(GIVEN PROBLEM): Only the pictures are to be left out; set down the rest of the records exactly.

(MATERIAL SUPPLIED):
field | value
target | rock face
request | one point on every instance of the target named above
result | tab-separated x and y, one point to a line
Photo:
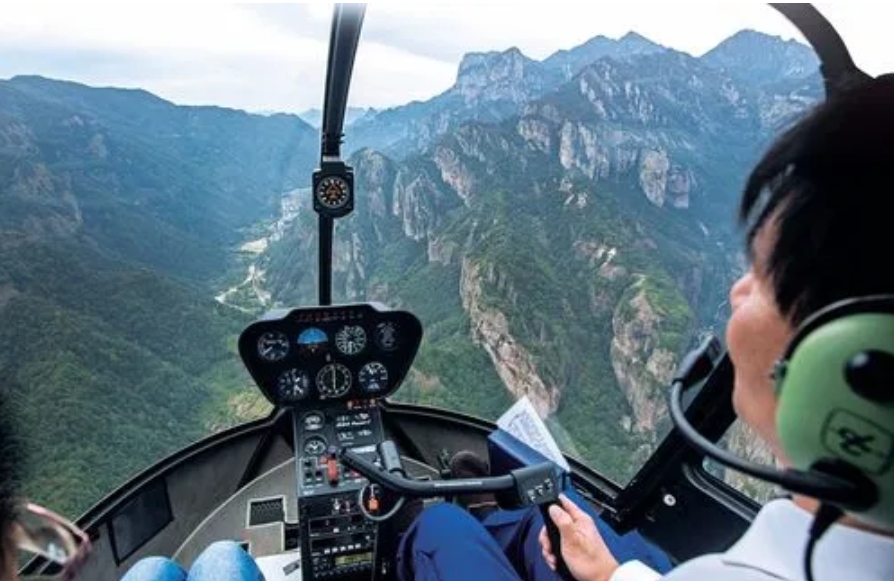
641	365
569	229
490	329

(ANSWER TO THIS EXERCISE):
field | value
target | rock face
request | one point on every instance of the target named above
result | tab-separated x and y, one point to a line
Photo:
641	365
569	229
490	329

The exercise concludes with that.